WHAT YOU WILL DO =
With the pictures left out, repeat every entry that follows exactly.

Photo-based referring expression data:

--------------------------------

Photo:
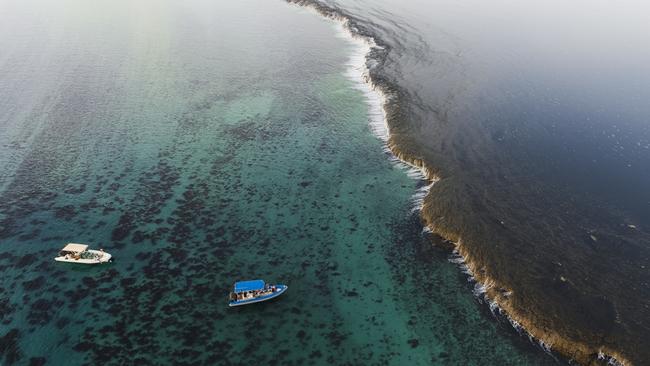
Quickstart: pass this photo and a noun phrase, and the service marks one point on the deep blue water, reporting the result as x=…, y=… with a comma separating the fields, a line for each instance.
x=203, y=143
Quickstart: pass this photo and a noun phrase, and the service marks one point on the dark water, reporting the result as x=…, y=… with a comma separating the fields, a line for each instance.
x=535, y=115
x=202, y=143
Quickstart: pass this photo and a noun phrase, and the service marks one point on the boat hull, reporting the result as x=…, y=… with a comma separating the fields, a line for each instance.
x=104, y=257
x=281, y=290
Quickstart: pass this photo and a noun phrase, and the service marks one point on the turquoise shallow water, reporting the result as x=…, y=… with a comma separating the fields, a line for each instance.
x=200, y=144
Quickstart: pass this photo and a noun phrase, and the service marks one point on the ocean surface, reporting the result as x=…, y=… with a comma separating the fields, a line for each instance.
x=202, y=143
x=534, y=118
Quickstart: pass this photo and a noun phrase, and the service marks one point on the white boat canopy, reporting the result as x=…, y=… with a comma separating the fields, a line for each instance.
x=75, y=248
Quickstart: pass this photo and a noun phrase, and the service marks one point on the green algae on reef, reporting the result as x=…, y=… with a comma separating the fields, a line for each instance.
x=197, y=160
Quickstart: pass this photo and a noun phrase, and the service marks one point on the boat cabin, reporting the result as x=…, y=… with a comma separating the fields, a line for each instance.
x=73, y=250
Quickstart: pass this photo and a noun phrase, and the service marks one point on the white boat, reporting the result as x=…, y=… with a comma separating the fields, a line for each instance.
x=79, y=253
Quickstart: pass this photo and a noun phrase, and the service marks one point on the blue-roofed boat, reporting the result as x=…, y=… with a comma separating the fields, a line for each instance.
x=249, y=292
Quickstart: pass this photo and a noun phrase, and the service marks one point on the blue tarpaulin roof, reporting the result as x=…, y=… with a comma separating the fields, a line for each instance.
x=249, y=285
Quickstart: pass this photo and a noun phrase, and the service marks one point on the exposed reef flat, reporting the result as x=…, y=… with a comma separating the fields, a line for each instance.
x=548, y=267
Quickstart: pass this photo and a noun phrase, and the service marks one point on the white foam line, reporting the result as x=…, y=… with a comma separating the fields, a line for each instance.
x=376, y=99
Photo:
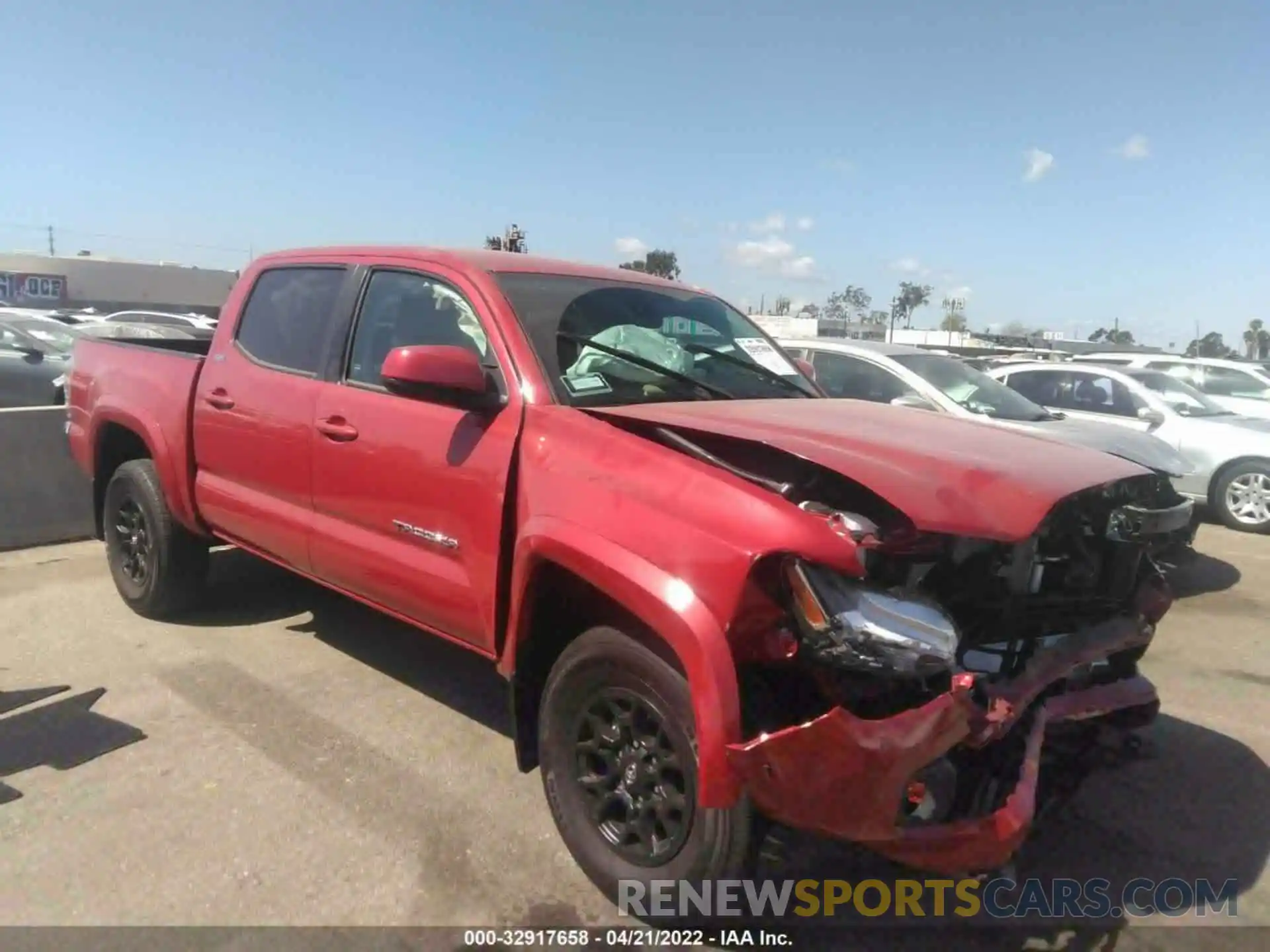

--------------------------------

EXPECTED ANSWER =
Photo:
Quickstart: pass this photo and a noun phrase, and the service marks one point on the deep blue water, reporting the result as x=…, y=… with a comma separating the fields, a line for each instance.
x=203, y=143
Quickstart: pass this photo and a noun phrase, and the service marks one point on the dark water, reporting the result as x=…, y=… with a comma separating the fields, a line for each instance.
x=535, y=115
x=202, y=143
Quickstart: pass this photo and a noun phrase, and the service marks one point on the boat hull, reporting the result as x=…, y=… with a comma separating the fields, a line for each instance.
x=104, y=257
x=281, y=290
Quickstart: pass this photo and a noun phrase, and the service marks one point on the turquoise shallow water, reporting the result as x=…, y=… with a comma separating the fields, a line for each instance.
x=200, y=144
Quickstart: pass this photo and a noun phrase, and the service marks one point on the ocean surface, reporting the result as x=…, y=… with a comma separating the fields, a line for each instance.
x=202, y=143
x=534, y=118
Quickstart: pass this photo and a noun phrase, and the service marks one point on the white boat canopy, reporting the result as x=…, y=… with a comma separating the fields, a line for each instance.
x=75, y=248
Quickstart: pass this photo and a noun phrase, and the service marks one point on the green algae on reef, reporting the result as x=…, y=… with a comma separating the fields, a line for each instance.
x=197, y=160
Quickstart: pass this photo and a noun phrase, and the service marks one point on the boat cabin, reporting the result as x=…, y=… with a comma separating the fields, a line for each instance.
x=73, y=250
Quickstart: pass this photo and a noun phrase, and the service marks one point on the white boat, reporting the result as x=…, y=… with a comma separating the fields, a line for each instance.
x=79, y=253
Quickstart: pass this photo and a noun phrase, and the service marks one point on the blue-roofed boat, reporting the result as x=…, y=… with a comma separating the fields, a line for each instance.
x=249, y=292
Quickstart: pass this photo and a noun phrase, and the service marks one point on the blue tarpaulin roof, reporting the result as x=…, y=… with a comma separating the fields, a line for each instance.
x=249, y=285
Quickstart: pass this photo and a noun phrase, and the service marks one point on the exposed reef flat, reporting the result as x=…, y=… with a comma separating the fields, a line for each instance.
x=548, y=267
Quickstart: pass this photo and a noun phrase, and the service marks one point on the white foam line, reporting the result as x=…, y=… with a comma separating the fields, a line for each instance.
x=376, y=99
Photo:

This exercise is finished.